[Stored items]
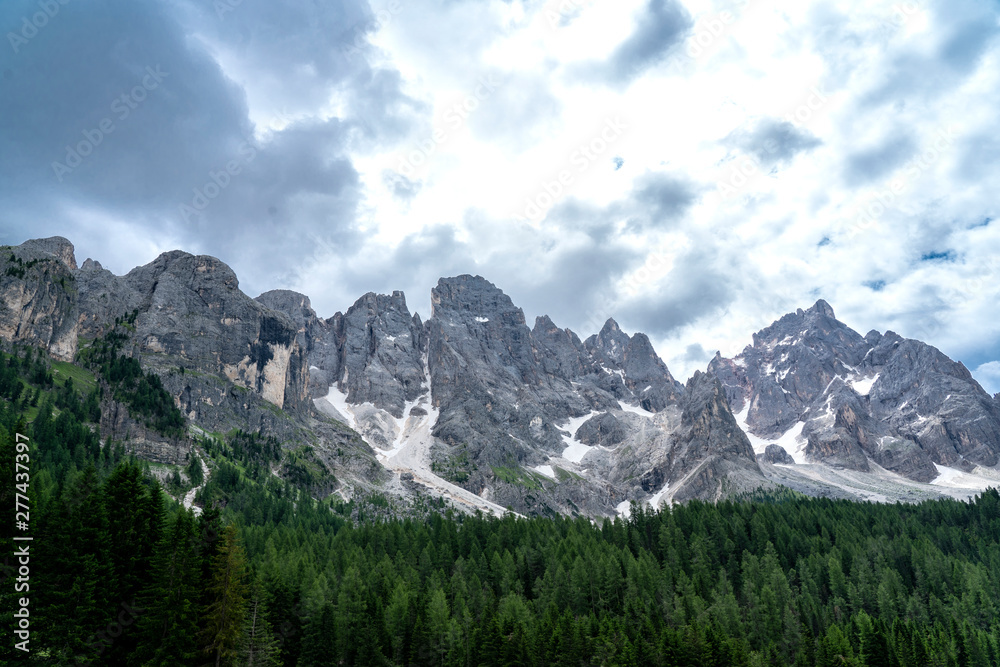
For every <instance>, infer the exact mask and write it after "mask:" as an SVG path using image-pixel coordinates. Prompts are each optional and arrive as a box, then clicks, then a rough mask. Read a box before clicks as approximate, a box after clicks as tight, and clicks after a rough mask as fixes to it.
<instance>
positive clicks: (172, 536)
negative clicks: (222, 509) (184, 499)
mask: <svg viewBox="0 0 1000 667" xmlns="http://www.w3.org/2000/svg"><path fill="white" fill-rule="evenodd" d="M194 540H195V524H194V515H193V514H192V513H191V511H190V510H181V511H179V512H178V513H177V514H176V515H175V516H174V519H173V521H172V523H171V524H170V525H169V526H168V528H167V529H166V531H165V533H164V536H163V539H161V540H160V542H159V544H157V546H156V551H155V553H154V555H153V565H152V577H153V579H152V582H151V584H150V586H149V587H148V588H147V589H146V590H145V592H144V594H143V595H141V596H140V598H139V600H140V608H141V609H142V616H141V617H140V619H139V626H138V634H139V646H138V648H137V649H136V652H135V653H134V654H133V660H132V664H134V665H142V666H143V667H161V666H162V667H174V666H176V665H190V664H197V663H196V662H195V660H196V658H197V656H198V646H197V642H196V635H197V632H198V618H199V614H198V612H199V604H198V601H199V595H200V592H201V591H200V559H199V558H198V554H197V553H196V551H195V550H194V549H193V548H192V544H193V543H194Z"/></svg>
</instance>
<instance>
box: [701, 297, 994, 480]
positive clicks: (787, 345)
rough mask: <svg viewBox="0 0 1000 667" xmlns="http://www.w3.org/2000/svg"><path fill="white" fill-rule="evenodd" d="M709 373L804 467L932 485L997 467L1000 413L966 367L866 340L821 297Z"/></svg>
mask: <svg viewBox="0 0 1000 667" xmlns="http://www.w3.org/2000/svg"><path fill="white" fill-rule="evenodd" d="M709 371H710V372H712V373H714V374H715V375H717V376H718V377H719V378H720V380H721V381H722V383H723V386H724V387H725V391H726V394H727V396H728V398H729V401H730V404H731V405H732V406H733V409H734V411H736V412H737V413H739V416H740V417H741V418H742V419H743V420H745V427H746V429H747V431H748V432H749V433H751V434H752V435H754V436H755V437H757V438H758V439H759V440H760V441H761V442H763V443H766V442H768V441H770V442H771V443H774V442H778V441H781V442H782V443H783V444H784V446H785V447H786V448H788V449H791V450H793V451H788V452H787V453H788V454H789V455H791V456H793V457H795V458H796V460H797V461H798V462H799V463H823V464H826V465H830V466H833V467H836V468H842V469H847V470H854V471H858V472H872V471H875V470H877V469H879V468H881V469H885V470H888V471H891V472H895V473H898V474H899V475H902V476H903V477H905V478H908V479H911V480H914V481H918V482H930V481H932V480H934V479H935V478H937V477H938V476H939V468H938V467H939V466H951V467H957V468H960V469H966V470H969V471H971V470H973V469H975V468H976V467H977V466H981V467H985V468H992V467H994V466H996V465H997V463H998V461H1000V458H998V457H1000V410H998V409H997V404H996V401H995V400H991V398H990V396H989V394H987V393H986V392H985V391H983V389H982V387H980V386H979V384H978V383H977V382H976V381H975V380H974V379H973V377H972V375H971V374H970V373H969V371H968V370H967V369H966V368H965V367H964V366H963V365H962V364H961V363H957V362H954V361H952V360H951V359H948V358H947V357H946V356H945V355H944V354H942V353H941V352H940V351H939V350H937V349H936V348H934V347H932V346H930V345H927V344H925V343H922V342H920V341H917V340H908V339H904V338H902V337H900V336H899V335H897V334H895V333H893V332H891V331H889V332H886V333H885V334H881V333H879V332H877V331H871V332H869V333H868V334H867V335H866V336H861V335H860V334H859V333H857V332H855V331H853V330H852V329H850V328H849V327H847V326H846V325H844V324H843V323H842V322H840V321H838V320H837V319H836V317H835V316H834V313H833V309H832V308H831V307H830V306H829V304H827V303H826V302H825V301H822V300H821V301H818V302H817V303H816V304H815V305H814V306H813V307H812V308H810V309H808V310H805V311H803V310H799V311H797V312H795V313H790V314H788V315H785V316H784V317H782V318H781V319H779V320H778V321H777V322H775V323H774V324H772V325H771V326H770V327H768V328H766V329H764V330H762V331H760V332H758V333H756V334H754V336H753V345H751V346H748V347H747V348H745V349H744V350H743V352H741V353H740V354H739V355H737V356H736V357H735V358H733V359H724V358H722V357H721V356H718V355H717V356H716V358H715V359H714V360H713V361H712V362H711V363H710V364H709ZM873 466H877V468H876V467H873Z"/></svg>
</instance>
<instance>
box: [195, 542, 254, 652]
mask: <svg viewBox="0 0 1000 667" xmlns="http://www.w3.org/2000/svg"><path fill="white" fill-rule="evenodd" d="M208 590H209V596H210V602H209V605H208V607H207V608H206V609H205V613H204V621H203V627H204V629H203V630H202V633H201V639H202V646H203V650H204V651H205V652H206V653H210V654H211V655H213V656H214V664H215V667H220V665H222V664H229V663H230V661H232V660H233V659H234V658H235V657H236V656H237V654H238V647H239V643H240V639H241V636H242V631H243V623H244V620H245V618H246V598H247V585H246V557H245V556H244V554H243V547H242V546H241V545H240V543H239V540H238V539H237V534H236V526H235V525H234V524H229V525H228V526H226V527H225V529H223V531H222V538H221V539H220V540H219V548H218V553H216V555H215V558H214V560H213V563H212V578H211V581H210V583H209V589H208Z"/></svg>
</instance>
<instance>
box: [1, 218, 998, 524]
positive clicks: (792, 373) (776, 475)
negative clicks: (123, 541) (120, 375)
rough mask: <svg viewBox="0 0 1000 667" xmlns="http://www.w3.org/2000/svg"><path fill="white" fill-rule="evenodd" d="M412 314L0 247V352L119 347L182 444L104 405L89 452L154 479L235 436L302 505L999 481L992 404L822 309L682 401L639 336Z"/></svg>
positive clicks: (583, 504)
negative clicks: (224, 434)
mask: <svg viewBox="0 0 1000 667" xmlns="http://www.w3.org/2000/svg"><path fill="white" fill-rule="evenodd" d="M431 303H432V310H431V313H430V315H429V317H427V319H426V320H424V319H422V318H421V317H420V316H419V315H418V314H416V313H411V312H410V311H409V308H408V307H407V304H406V298H405V296H404V295H403V293H402V292H393V293H392V294H391V295H381V294H374V293H369V294H365V295H364V296H362V297H361V298H359V299H358V300H357V301H356V302H355V303H354V305H352V306H351V307H350V308H349V309H347V311H346V312H345V313H336V314H335V315H333V316H332V317H330V318H326V319H324V318H321V317H319V316H318V315H317V314H316V313H315V311H314V310H313V309H312V307H311V305H310V300H309V298H308V297H307V296H305V295H303V294H299V293H296V292H291V291H286V290H276V291H270V292H266V293H264V294H261V295H260V296H258V297H257V298H251V297H250V296H248V295H246V294H244V293H243V292H242V291H241V290H240V289H239V282H238V279H237V277H236V275H235V273H234V272H233V271H232V269H230V268H229V267H228V266H227V265H226V264H224V263H223V262H221V261H220V260H218V259H215V258H213V257H208V256H195V255H191V254H188V253H185V252H181V251H172V252H168V253H164V254H162V255H161V256H159V257H158V258H156V259H155V260H154V261H152V262H150V263H149V264H147V265H145V266H141V267H137V268H135V269H133V270H132V271H130V272H129V273H127V274H126V275H124V276H118V275H115V274H113V273H111V272H110V271H108V270H106V269H104V268H103V267H102V266H101V265H100V263H99V262H97V261H94V260H92V259H88V260H86V261H85V262H84V263H83V264H82V265H79V266H78V265H77V263H76V258H75V254H74V248H73V246H72V244H71V243H70V242H69V241H68V240H66V239H64V238H61V237H53V238H48V239H38V240H31V241H27V242H25V243H23V244H21V245H19V246H4V247H3V248H0V338H2V339H3V340H5V341H8V342H9V343H15V344H28V345H34V346H39V347H43V348H45V349H46V350H47V351H48V353H49V355H50V356H51V357H52V358H54V359H58V360H62V361H73V360H75V359H77V358H78V357H79V353H80V352H81V351H82V350H84V349H86V348H87V347H88V346H89V345H91V344H92V343H93V341H95V340H97V339H98V338H100V337H101V336H105V335H107V332H108V331H110V330H113V329H114V330H122V331H124V334H123V336H124V338H125V344H124V345H123V347H122V349H123V351H124V353H125V354H127V355H128V356H131V357H133V358H135V359H138V360H139V361H140V363H141V364H142V366H143V368H144V369H146V370H147V371H149V372H152V373H155V374H156V375H157V376H158V377H159V378H160V380H161V381H162V385H163V387H164V389H165V390H166V391H167V392H168V393H169V394H170V396H171V397H172V398H173V400H174V403H175V405H176V406H177V408H179V409H180V411H181V413H182V414H183V416H184V417H185V418H186V420H187V424H188V436H178V435H176V434H172V435H171V434H163V433H158V432H156V431H155V430H154V429H152V428H150V427H149V426H148V425H146V424H145V423H143V421H142V420H140V419H137V418H135V417H134V416H133V415H131V414H129V410H128V408H127V406H124V405H122V404H120V403H117V402H116V401H115V400H114V398H112V397H110V396H108V397H106V398H105V400H104V401H103V403H102V417H101V424H100V429H101V435H102V437H103V438H105V439H106V438H113V439H114V440H115V441H117V442H122V443H124V444H125V445H126V446H127V447H128V448H129V449H130V450H131V451H133V452H135V453H136V454H137V455H138V456H140V457H143V458H146V459H149V460H151V461H156V462H160V463H164V464H178V463H180V462H181V461H183V459H184V458H185V456H187V455H188V453H189V452H190V451H191V448H192V447H194V446H195V445H194V442H195V439H194V438H196V437H197V436H199V435H201V434H211V433H225V432H228V431H231V430H232V429H241V430H243V431H247V432H259V433H260V434H261V435H265V436H274V437H276V438H277V439H279V440H280V441H281V442H282V443H283V447H284V449H285V450H286V451H287V452H296V457H295V462H296V463H295V465H301V464H302V463H301V462H302V460H306V462H307V464H308V465H309V466H311V469H312V471H313V472H314V473H315V474H314V475H313V479H314V480H316V483H315V489H314V492H315V493H316V494H317V495H326V494H330V493H337V494H340V495H341V496H343V497H344V498H350V497H353V496H355V495H358V494H371V493H383V494H390V495H397V496H400V497H417V496H421V495H426V494H430V495H432V496H435V497H443V498H445V499H447V500H448V502H450V503H451V504H453V505H454V506H456V507H458V508H461V509H463V510H469V511H472V510H477V509H478V510H483V511H488V512H495V513H498V514H499V513H503V512H505V511H514V512H516V513H520V514H526V515H528V514H531V515H536V514H541V515H555V514H570V515H573V514H581V515H586V516H591V517H599V516H612V515H615V514H616V513H619V514H624V513H628V512H629V511H631V508H632V504H633V503H639V504H645V505H647V506H653V507H659V506H661V505H663V504H664V503H675V502H682V501H686V500H690V499H695V498H698V499H704V500H717V499H720V498H723V497H729V496H738V495H743V494H750V493H753V492H754V491H755V490H758V489H771V488H775V487H778V486H786V487H790V488H792V489H794V490H796V491H800V492H802V493H806V494H809V495H817V496H831V497H845V498H854V499H867V500H878V501H896V500H906V501H917V500H921V499H925V498H931V497H937V496H941V495H949V496H954V497H961V498H965V497H969V496H971V495H973V494H974V493H976V492H977V491H979V490H981V489H983V488H986V487H987V486H997V485H1000V468H998V464H1000V396H992V397H991V396H990V395H989V394H988V393H987V392H986V391H984V390H983V388H982V387H981V386H980V385H979V384H978V383H977V382H976V381H975V379H974V378H973V377H972V375H971V374H970V373H969V371H968V370H967V369H966V368H965V367H964V366H963V365H962V364H961V363H960V362H956V361H953V360H951V359H949V358H948V357H947V356H946V355H944V354H943V353H941V352H940V351H939V350H937V349H936V348H934V347H932V346H930V345H927V344H925V343H923V342H920V341H917V340H912V339H905V338H903V337H901V336H899V335H897V334H895V333H893V332H891V331H887V332H884V333H880V332H878V331H871V332H869V333H867V334H866V335H864V336H862V335H861V334H859V333H857V332H855V331H853V330H852V329H850V328H849V327H848V326H846V325H845V324H843V323H842V322H840V321H838V320H837V319H836V317H835V315H834V311H833V309H832V308H831V307H830V305H829V304H827V303H826V302H825V301H822V300H820V301H817V302H816V303H815V304H814V305H813V306H812V307H810V308H808V309H806V310H801V309H800V310H798V311H796V312H794V313H790V314H788V315H785V316H784V317H782V318H781V319H779V320H778V321H776V322H775V323H773V324H772V325H771V326H769V327H767V328H765V329H763V330H761V331H759V332H757V333H755V334H753V337H752V340H753V342H752V344H751V345H748V346H747V347H746V348H745V349H744V350H743V351H742V352H740V353H739V354H738V355H736V356H735V357H733V358H731V359H729V358H724V357H722V356H721V355H719V354H717V355H716V357H715V358H714V359H713V360H712V361H711V362H710V363H709V364H708V367H707V368H706V369H705V371H704V372H701V371H698V372H696V373H695V374H694V375H693V376H692V377H691V378H689V379H688V380H687V381H686V382H684V383H682V382H679V381H678V380H677V379H676V378H675V377H674V376H673V375H672V374H671V372H670V370H669V368H668V365H667V363H665V362H664V360H663V359H661V358H660V357H659V356H658V355H657V353H656V351H655V350H654V348H653V345H652V344H651V342H650V340H649V338H648V337H647V336H646V335H645V334H642V333H634V334H632V335H629V334H627V333H625V332H624V331H622V330H621V328H620V327H619V325H618V324H617V323H616V322H615V321H614V320H613V319H609V320H608V321H607V322H606V323H605V324H604V326H603V328H602V329H601V330H600V332H598V333H596V334H594V335H592V336H590V337H588V338H586V339H581V338H580V337H579V336H578V335H577V334H576V333H574V332H573V331H571V330H569V329H565V328H560V327H559V326H558V325H556V324H555V323H554V322H553V321H552V320H551V319H549V318H548V317H538V318H536V319H535V321H534V322H533V323H532V325H531V326H530V327H529V326H528V323H527V321H526V320H525V316H524V312H523V311H522V310H521V309H520V308H518V307H517V306H516V305H514V303H513V302H512V301H511V299H510V298H509V297H508V296H507V295H506V294H504V293H503V292H502V291H501V290H500V289H499V288H497V287H496V286H495V285H493V284H492V283H490V282H489V281H487V280H486V279H484V278H482V277H479V276H470V275H462V276H456V277H450V278H442V279H441V280H440V281H439V282H438V284H437V285H436V286H435V287H434V288H433V289H432V290H431ZM116 328H117V329H116ZM303 457H305V458H304V459H303ZM293 468H294V466H293V464H292V462H291V461H290V459H289V460H283V461H282V462H279V463H277V464H276V465H275V466H274V469H273V472H274V474H275V475H277V476H279V477H282V476H285V477H287V476H288V475H291V474H293V472H294V470H293Z"/></svg>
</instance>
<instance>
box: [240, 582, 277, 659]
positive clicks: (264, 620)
mask: <svg viewBox="0 0 1000 667" xmlns="http://www.w3.org/2000/svg"><path fill="white" fill-rule="evenodd" d="M264 597H265V593H264V587H263V585H262V584H261V583H260V581H259V580H257V579H254V580H253V582H252V583H251V584H250V589H249V598H248V600H247V613H246V620H245V621H244V623H243V638H242V640H241V641H240V647H239V664H240V665H245V666H246V667H271V666H272V665H279V664H281V662H280V660H279V658H278V654H279V647H278V640H277V638H275V636H274V632H273V631H272V630H271V624H270V623H269V622H268V620H267V605H266V604H265V601H264Z"/></svg>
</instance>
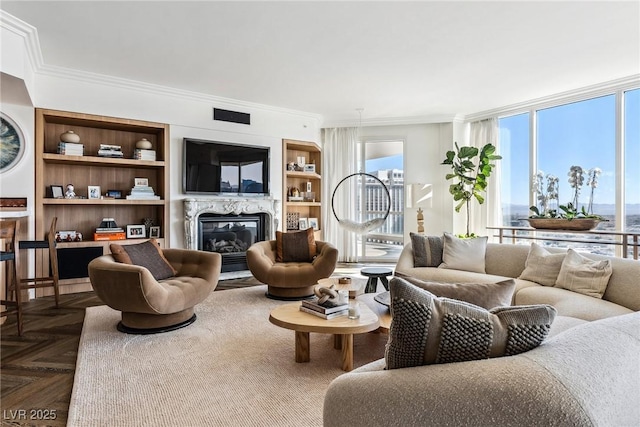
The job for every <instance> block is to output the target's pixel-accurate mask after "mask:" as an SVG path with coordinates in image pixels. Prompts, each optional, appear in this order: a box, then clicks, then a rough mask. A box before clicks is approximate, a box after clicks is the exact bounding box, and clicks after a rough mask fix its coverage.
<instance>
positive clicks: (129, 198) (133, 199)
mask: <svg viewBox="0 0 640 427" xmlns="http://www.w3.org/2000/svg"><path fill="white" fill-rule="evenodd" d="M127 200H160V196H156V193H155V192H154V191H153V188H152V187H150V186H148V185H136V186H134V187H133V188H132V189H131V193H130V194H129V195H128V196H127Z"/></svg>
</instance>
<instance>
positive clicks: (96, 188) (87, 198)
mask: <svg viewBox="0 0 640 427" xmlns="http://www.w3.org/2000/svg"><path fill="white" fill-rule="evenodd" d="M100 196H101V194H100V186H99V185H90V186H89V187H88V189H87V199H93V200H95V199H99V198H100Z"/></svg>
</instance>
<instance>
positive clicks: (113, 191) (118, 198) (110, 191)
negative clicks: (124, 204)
mask: <svg viewBox="0 0 640 427" xmlns="http://www.w3.org/2000/svg"><path fill="white" fill-rule="evenodd" d="M107 197H113V198H114V199H121V198H122V191H120V190H107Z"/></svg>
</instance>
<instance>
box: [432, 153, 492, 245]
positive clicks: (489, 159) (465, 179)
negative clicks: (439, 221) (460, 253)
mask: <svg viewBox="0 0 640 427" xmlns="http://www.w3.org/2000/svg"><path fill="white" fill-rule="evenodd" d="M455 147H456V150H455V151H453V150H450V151H447V158H446V159H444V161H443V162H442V163H441V164H442V165H449V166H450V167H451V170H452V172H451V173H448V174H447V175H446V179H447V180H450V179H453V180H454V183H453V184H451V185H450V186H449V193H451V194H452V195H453V200H454V201H455V202H458V204H457V205H456V207H455V210H456V212H460V209H461V208H462V206H465V207H466V213H467V233H466V234H465V235H464V237H475V234H473V233H471V232H470V230H469V223H470V219H471V218H470V215H471V212H470V209H469V208H470V204H471V200H472V199H473V198H475V199H476V200H477V201H478V203H479V204H483V203H484V193H486V191H487V185H488V180H489V176H490V175H491V172H492V171H493V168H494V167H495V164H494V163H492V162H493V161H495V160H500V159H502V156H499V155H497V154H495V152H496V147H494V146H493V144H486V145H485V146H484V147H482V148H481V149H478V148H476V147H469V146H463V147H458V143H457V142H456V143H455ZM476 158H477V160H478V164H477V166H476V164H475V163H474V161H475V160H476Z"/></svg>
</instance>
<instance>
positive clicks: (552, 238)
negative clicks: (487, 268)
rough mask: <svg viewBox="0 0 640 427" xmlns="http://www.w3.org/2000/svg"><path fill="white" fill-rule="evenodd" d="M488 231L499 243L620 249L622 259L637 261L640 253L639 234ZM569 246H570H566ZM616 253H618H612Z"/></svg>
mask: <svg viewBox="0 0 640 427" xmlns="http://www.w3.org/2000/svg"><path fill="white" fill-rule="evenodd" d="M487 229H488V230H497V233H496V234H493V236H492V237H497V238H498V242H499V243H508V242H509V239H510V241H511V243H513V244H515V243H517V241H518V240H539V241H548V242H563V243H568V244H571V243H576V244H581V245H587V246H593V247H596V246H599V245H604V246H611V247H613V248H620V251H619V252H620V253H621V256H622V257H623V258H629V257H631V258H633V259H635V260H637V259H638V253H639V252H640V233H633V232H624V231H615V230H611V231H606V230H591V231H573V230H571V231H568V230H567V231H564V230H541V229H536V228H531V227H487ZM567 246H570V245H567ZM614 252H618V251H614Z"/></svg>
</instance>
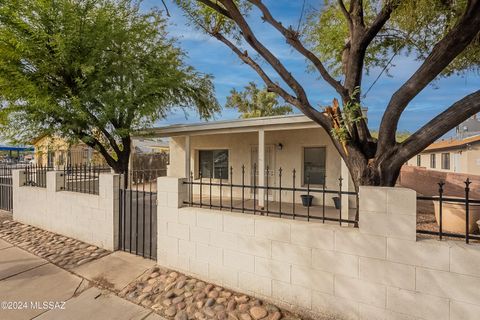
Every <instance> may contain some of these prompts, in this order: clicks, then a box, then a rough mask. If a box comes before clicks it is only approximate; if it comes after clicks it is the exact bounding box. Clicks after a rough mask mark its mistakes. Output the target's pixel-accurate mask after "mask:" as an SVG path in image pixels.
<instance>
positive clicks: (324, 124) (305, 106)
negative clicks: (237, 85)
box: [211, 32, 331, 130]
mask: <svg viewBox="0 0 480 320" xmlns="http://www.w3.org/2000/svg"><path fill="white" fill-rule="evenodd" d="M211 35H212V36H213V37H215V38H217V39H218V40H219V41H221V42H223V43H224V44H225V45H226V46H227V47H229V48H230V49H231V50H232V51H233V52H234V53H235V54H236V55H237V56H238V57H239V58H240V59H241V60H242V61H243V62H245V63H246V64H248V65H249V66H250V67H252V69H253V70H255V72H257V74H258V75H259V76H260V78H262V80H263V81H264V82H265V84H266V85H267V88H268V90H269V91H271V92H274V93H276V94H278V95H279V96H281V97H282V98H283V99H284V100H285V101H287V102H289V103H290V104H292V105H294V106H296V107H297V108H298V109H300V110H302V111H303V112H304V113H305V115H306V116H308V117H310V118H311V119H312V120H314V121H316V122H318V123H319V124H320V125H321V126H323V127H324V128H325V129H326V130H329V128H330V127H331V124H330V122H329V121H328V119H327V117H326V116H325V115H324V114H323V113H321V112H319V111H318V110H316V109H314V108H313V107H311V106H307V107H306V106H304V105H303V104H302V102H300V100H299V99H298V98H297V97H294V96H292V95H291V94H289V93H288V92H287V91H285V90H284V89H282V88H281V87H280V86H279V85H278V84H276V83H275V82H273V81H272V80H271V79H270V77H269V76H268V75H267V74H266V73H265V71H264V70H263V69H262V67H261V66H260V65H259V64H258V63H257V62H255V60H253V59H252V58H251V57H250V56H249V55H248V53H247V52H246V51H244V52H242V51H241V50H240V49H239V48H238V47H237V46H235V45H234V44H233V43H232V42H231V41H230V40H228V39H227V38H225V37H224V36H223V35H222V34H220V33H219V32H217V33H211Z"/></svg>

→ What is expected:
Rewrite the records from their start through the line containing "negative clicks: (222, 509) (184, 499)", replacing "box" with "rectangle" and keeping everything else the same. Leave the pictures out.

→ Completed exercise:
For every <instance>, infer the exact mask and write it after "mask:" as an SVG path using image-pixel coordinates. Prompts are each optional and arrive as a rectangle, then clicks, then a rough mask. Read a rectangle before clicks as approximate, a rectangle after clicks as tight, and clicks after a rough mask as fixes to it.
<instance>
positive clicks: (172, 536)
negative clicks: (222, 509) (184, 499)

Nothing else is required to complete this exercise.